### Task requirements
Starting at the top line, return each entry word for word.

### The data ###

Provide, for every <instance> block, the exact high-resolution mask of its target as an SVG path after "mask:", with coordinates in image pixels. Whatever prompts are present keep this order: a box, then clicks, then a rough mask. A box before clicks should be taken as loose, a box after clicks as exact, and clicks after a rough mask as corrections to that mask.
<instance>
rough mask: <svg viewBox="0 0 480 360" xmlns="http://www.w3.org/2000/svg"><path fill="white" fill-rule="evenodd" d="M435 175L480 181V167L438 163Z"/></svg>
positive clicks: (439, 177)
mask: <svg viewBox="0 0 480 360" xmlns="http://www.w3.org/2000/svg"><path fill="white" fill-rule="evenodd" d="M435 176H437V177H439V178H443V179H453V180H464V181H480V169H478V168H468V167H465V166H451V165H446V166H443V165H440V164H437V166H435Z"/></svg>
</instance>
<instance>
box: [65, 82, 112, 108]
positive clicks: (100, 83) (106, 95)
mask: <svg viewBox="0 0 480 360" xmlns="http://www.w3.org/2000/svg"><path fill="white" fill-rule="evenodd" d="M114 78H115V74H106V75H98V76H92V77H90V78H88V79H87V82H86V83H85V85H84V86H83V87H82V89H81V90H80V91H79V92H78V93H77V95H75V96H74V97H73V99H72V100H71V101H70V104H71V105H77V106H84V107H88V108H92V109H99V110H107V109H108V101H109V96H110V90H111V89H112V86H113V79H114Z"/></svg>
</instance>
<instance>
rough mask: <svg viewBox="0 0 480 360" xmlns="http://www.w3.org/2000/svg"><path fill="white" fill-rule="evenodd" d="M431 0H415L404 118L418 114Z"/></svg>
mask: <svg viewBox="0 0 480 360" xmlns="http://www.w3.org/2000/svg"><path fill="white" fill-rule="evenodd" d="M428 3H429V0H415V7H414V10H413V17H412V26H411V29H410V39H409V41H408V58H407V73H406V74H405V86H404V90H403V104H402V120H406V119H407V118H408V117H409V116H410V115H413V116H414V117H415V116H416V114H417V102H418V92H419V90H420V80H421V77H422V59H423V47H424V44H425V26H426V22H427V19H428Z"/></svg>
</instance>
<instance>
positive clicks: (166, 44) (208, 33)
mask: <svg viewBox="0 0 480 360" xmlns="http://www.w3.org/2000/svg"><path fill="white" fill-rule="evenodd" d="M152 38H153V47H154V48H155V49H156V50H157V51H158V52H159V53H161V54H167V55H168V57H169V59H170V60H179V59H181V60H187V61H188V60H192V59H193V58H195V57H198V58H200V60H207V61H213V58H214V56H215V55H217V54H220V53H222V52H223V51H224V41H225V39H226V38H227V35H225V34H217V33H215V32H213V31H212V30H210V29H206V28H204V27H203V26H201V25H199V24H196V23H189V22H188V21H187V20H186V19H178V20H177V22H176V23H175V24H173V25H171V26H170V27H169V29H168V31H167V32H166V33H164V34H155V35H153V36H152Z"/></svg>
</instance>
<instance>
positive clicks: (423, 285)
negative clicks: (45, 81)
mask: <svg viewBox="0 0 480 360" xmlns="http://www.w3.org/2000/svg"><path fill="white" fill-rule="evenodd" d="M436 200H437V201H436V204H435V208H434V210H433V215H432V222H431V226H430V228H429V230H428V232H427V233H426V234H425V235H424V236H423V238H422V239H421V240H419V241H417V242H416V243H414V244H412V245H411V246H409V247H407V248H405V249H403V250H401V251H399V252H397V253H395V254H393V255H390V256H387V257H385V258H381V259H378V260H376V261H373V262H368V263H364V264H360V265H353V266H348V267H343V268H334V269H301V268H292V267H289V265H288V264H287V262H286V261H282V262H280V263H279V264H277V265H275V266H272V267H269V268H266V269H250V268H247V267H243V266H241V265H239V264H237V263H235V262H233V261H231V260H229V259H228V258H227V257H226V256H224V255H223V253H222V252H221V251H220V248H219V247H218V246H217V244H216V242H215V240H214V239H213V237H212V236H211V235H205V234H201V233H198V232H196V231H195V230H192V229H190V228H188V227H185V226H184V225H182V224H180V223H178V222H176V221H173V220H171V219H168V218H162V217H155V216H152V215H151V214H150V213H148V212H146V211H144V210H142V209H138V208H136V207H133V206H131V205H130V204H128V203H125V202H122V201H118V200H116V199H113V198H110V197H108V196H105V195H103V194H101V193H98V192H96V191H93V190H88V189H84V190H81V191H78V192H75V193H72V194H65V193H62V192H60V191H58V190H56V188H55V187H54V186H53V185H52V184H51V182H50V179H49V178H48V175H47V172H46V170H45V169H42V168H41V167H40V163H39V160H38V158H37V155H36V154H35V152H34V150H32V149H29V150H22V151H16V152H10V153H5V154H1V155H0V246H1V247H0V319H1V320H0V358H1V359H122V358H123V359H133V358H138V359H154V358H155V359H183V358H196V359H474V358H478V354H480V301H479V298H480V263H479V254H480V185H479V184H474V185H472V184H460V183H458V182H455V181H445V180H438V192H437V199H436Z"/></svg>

###

### Exercise result
Provide, for every <instance> block, the exact high-resolution mask of its target as an SVG path after "mask:", with coordinates in image pixels. Whatever prompts are present keep this order: a box, then clicks, then a rough mask. A box before clicks should be taken as loose, a box after clicks as exact, and clicks after a rough mask as corrections to that mask.
<instance>
rough mask: <svg viewBox="0 0 480 360" xmlns="http://www.w3.org/2000/svg"><path fill="white" fill-rule="evenodd" d="M435 175L480 181V167L438 163Z"/></svg>
positive clicks: (439, 177)
mask: <svg viewBox="0 0 480 360" xmlns="http://www.w3.org/2000/svg"><path fill="white" fill-rule="evenodd" d="M435 176H437V177H439V178H443V179H453V180H464V181H480V169H478V168H468V167H465V166H451V165H446V166H443V165H440V164H437V166H435Z"/></svg>
</instance>
<instance>
box: [65, 82, 112, 108]
positive clicks: (100, 83) (106, 95)
mask: <svg viewBox="0 0 480 360" xmlns="http://www.w3.org/2000/svg"><path fill="white" fill-rule="evenodd" d="M114 78H115V74H106V75H98V76H92V77H90V78H88V79H87V82H86V83H85V85H84V86H83V87H82V89H81V90H80V91H79V92H78V93H77V95H75V96H74V97H73V99H72V100H71V101H70V104H71V105H77V106H84V107H88V108H92V109H99V110H107V109H108V101H109V96H110V90H111V89H112V86H113V79H114Z"/></svg>
</instance>
<instance>
rough mask: <svg viewBox="0 0 480 360" xmlns="http://www.w3.org/2000/svg"><path fill="white" fill-rule="evenodd" d="M431 0H415L404 118L418 114Z"/></svg>
mask: <svg viewBox="0 0 480 360" xmlns="http://www.w3.org/2000/svg"><path fill="white" fill-rule="evenodd" d="M428 3H429V0H415V7H414V10H413V17H412V26H411V29H410V39H409V41H408V58H407V73H406V74H405V86H404V90H403V104H402V120H406V119H407V118H408V117H409V116H410V115H413V116H414V117H415V116H416V114H417V102H418V92H419V90H420V80H421V77H422V59H423V47H424V44H425V26H426V22H427V19H428Z"/></svg>
</instance>
<instance>
positive clicks: (166, 44) (208, 33)
mask: <svg viewBox="0 0 480 360" xmlns="http://www.w3.org/2000/svg"><path fill="white" fill-rule="evenodd" d="M152 38H153V47H154V48H155V49H156V50H157V51H158V52H159V53H161V54H167V55H168V57H169V59H170V60H179V59H181V60H187V61H188V60H192V59H193V58H195V57H198V58H200V60H207V61H213V58H214V56H215V55H217V54H220V53H222V52H223V51H224V41H225V39H226V38H227V35H225V34H217V33H215V32H213V31H212V30H210V29H206V28H204V27H203V26H201V25H199V24H196V23H189V22H188V21H187V20H186V19H178V20H177V22H176V23H175V24H173V25H171V26H170V27H169V29H168V31H167V32H166V33H164V34H155V35H153V36H152Z"/></svg>
</instance>
<instance>
positive clicks: (423, 285)
negative clicks: (45, 81)
mask: <svg viewBox="0 0 480 360" xmlns="http://www.w3.org/2000/svg"><path fill="white" fill-rule="evenodd" d="M436 200H437V201H436V204H435V208H434V210H433V215H432V222H431V226H430V228H429V230H428V232H427V233H426V234H425V235H424V236H423V238H422V239H421V240H419V241H417V242H416V243H414V244H412V245H411V246H409V247H407V248H405V249H403V250H401V251H399V252H397V253H395V254H393V255H390V256H387V257H385V258H381V259H378V260H376V261H373V262H368V263H364V264H360V265H353V266H348V267H343V268H334V269H301V268H292V267H289V265H288V264H287V262H286V261H282V262H280V263H279V264H277V265H275V266H272V267H269V268H266V269H250V268H247V267H243V266H241V265H239V264H237V263H235V262H233V261H231V260H229V259H228V258H227V257H226V256H224V255H223V253H222V252H221V251H220V248H219V247H218V246H217V244H216V242H215V240H214V239H213V237H212V236H211V235H205V234H201V233H198V232H196V231H195V230H192V229H190V228H188V227H185V226H184V225H182V224H180V223H178V222H176V221H173V220H171V219H168V218H162V217H155V216H152V215H151V214H150V213H148V212H146V211H144V210H142V209H138V208H136V207H133V206H131V205H130V204H128V203H125V202H122V201H118V200H116V199H113V198H110V197H108V196H105V195H103V194H101V193H98V192H96V191H93V190H88V189H84V190H81V191H78V192H75V193H72V194H65V193H62V192H60V191H58V190H56V188H55V187H54V186H53V185H52V184H51V182H50V179H49V178H48V175H47V172H46V170H45V169H42V168H41V167H40V163H39V160H38V158H37V155H36V154H35V152H34V150H32V149H29V150H22V151H16V152H10V153H5V154H1V155H0V246H1V247H0V319H1V320H0V358H1V359H122V358H123V359H133V358H138V359H154V358H155V359H183V358H196V359H474V358H478V354H480V301H479V298H480V263H479V254H480V185H479V184H474V185H472V184H460V183H458V182H455V181H445V180H438V192H437V199H436Z"/></svg>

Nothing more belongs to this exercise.